Repeat all of the records verbatim.
** Source records follows **
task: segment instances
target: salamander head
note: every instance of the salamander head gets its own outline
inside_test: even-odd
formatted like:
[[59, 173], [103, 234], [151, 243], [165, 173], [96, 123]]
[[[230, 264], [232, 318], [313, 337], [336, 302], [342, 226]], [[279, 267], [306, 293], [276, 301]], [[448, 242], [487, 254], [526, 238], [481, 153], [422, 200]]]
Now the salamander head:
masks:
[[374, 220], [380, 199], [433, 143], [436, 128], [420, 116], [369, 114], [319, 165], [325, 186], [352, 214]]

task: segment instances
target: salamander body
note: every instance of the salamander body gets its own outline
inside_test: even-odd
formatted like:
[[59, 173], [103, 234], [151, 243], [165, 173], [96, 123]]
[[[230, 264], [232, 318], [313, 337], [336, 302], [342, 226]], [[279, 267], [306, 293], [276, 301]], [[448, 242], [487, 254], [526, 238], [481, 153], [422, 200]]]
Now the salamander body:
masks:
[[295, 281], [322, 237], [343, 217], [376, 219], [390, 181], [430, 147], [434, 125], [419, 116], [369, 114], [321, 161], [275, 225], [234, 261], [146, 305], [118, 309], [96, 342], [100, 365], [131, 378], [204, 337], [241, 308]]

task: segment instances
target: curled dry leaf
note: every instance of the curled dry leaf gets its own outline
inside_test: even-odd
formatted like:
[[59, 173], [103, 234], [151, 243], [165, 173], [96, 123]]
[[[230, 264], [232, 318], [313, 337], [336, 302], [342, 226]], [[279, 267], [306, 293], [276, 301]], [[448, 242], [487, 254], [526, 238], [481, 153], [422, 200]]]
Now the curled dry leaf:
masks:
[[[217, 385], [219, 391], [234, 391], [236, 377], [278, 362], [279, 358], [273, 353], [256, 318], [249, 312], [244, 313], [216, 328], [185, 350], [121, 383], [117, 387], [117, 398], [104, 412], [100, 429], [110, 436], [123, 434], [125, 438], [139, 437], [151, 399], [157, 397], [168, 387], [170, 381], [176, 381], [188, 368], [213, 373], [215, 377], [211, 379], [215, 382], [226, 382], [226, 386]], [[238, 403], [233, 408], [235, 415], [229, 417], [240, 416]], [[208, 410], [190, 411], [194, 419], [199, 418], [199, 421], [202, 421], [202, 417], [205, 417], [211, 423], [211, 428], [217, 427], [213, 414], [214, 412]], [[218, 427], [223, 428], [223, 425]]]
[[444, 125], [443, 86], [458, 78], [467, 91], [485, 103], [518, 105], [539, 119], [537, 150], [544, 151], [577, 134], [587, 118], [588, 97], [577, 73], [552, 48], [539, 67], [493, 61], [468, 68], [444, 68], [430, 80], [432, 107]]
** End of Source records **
* **Result for this task**:
task: segment instances
target: salamander head
note: every instance of the salamander head gets its own outline
inside_test: even-odd
formatted like:
[[59, 173], [103, 234], [151, 243], [165, 173], [96, 123]]
[[[230, 264], [232, 318], [313, 337], [336, 302], [342, 226]], [[279, 267], [306, 293], [276, 301]], [[448, 242], [487, 254], [526, 238], [481, 153], [422, 200]]]
Now the salamander head:
masks:
[[374, 220], [380, 199], [433, 143], [436, 128], [420, 116], [369, 114], [319, 165], [325, 186], [352, 214]]

task: segment instances
target: salamander body
note: every instance of the salamander body gets its own outline
inside_test: even-odd
formatted like:
[[59, 173], [103, 234], [151, 243], [165, 173], [96, 123]]
[[[230, 264], [232, 318], [313, 337], [336, 302], [342, 226]], [[279, 267], [306, 293], [276, 301]], [[448, 242], [487, 254], [526, 238], [481, 153], [422, 200]]]
Now the salamander body:
masks:
[[295, 281], [322, 237], [343, 217], [376, 219], [390, 181], [430, 147], [434, 125], [419, 116], [369, 114], [321, 161], [275, 225], [234, 261], [146, 305], [118, 309], [96, 342], [100, 365], [131, 378], [204, 337], [241, 308]]

task: segment instances
target: curled dry leaf
note: every instance of the curled dry leaf gets its own outline
inside_test: even-odd
formatted like:
[[59, 173], [103, 234], [151, 243], [165, 173], [96, 123]]
[[[230, 264], [232, 318], [313, 337], [336, 302], [342, 226]], [[279, 267], [306, 293], [276, 301]], [[448, 242], [487, 254], [526, 238], [481, 153], [422, 200]]]
Now the curled dry leaf:
masks:
[[[217, 385], [219, 391], [234, 391], [236, 377], [278, 362], [279, 358], [273, 353], [256, 318], [249, 312], [244, 313], [216, 328], [185, 350], [121, 383], [117, 387], [117, 398], [104, 412], [100, 429], [110, 436], [123, 434], [125, 438], [139, 437], [151, 399], [157, 397], [168, 387], [170, 381], [176, 381], [188, 368], [213, 373], [215, 377], [211, 379], [215, 382], [226, 382], [226, 386]], [[238, 403], [233, 408], [235, 415], [229, 417], [240, 416]], [[208, 410], [190, 411], [194, 419], [199, 418], [199, 421], [202, 421], [202, 417], [205, 417], [211, 423], [211, 428], [217, 427], [213, 414], [214, 412]], [[218, 427], [223, 428], [223, 425]]]
[[444, 125], [443, 86], [458, 78], [467, 91], [485, 103], [518, 105], [539, 119], [537, 150], [544, 151], [577, 134], [587, 118], [588, 97], [577, 73], [552, 48], [539, 67], [493, 61], [468, 68], [444, 68], [430, 80], [432, 107]]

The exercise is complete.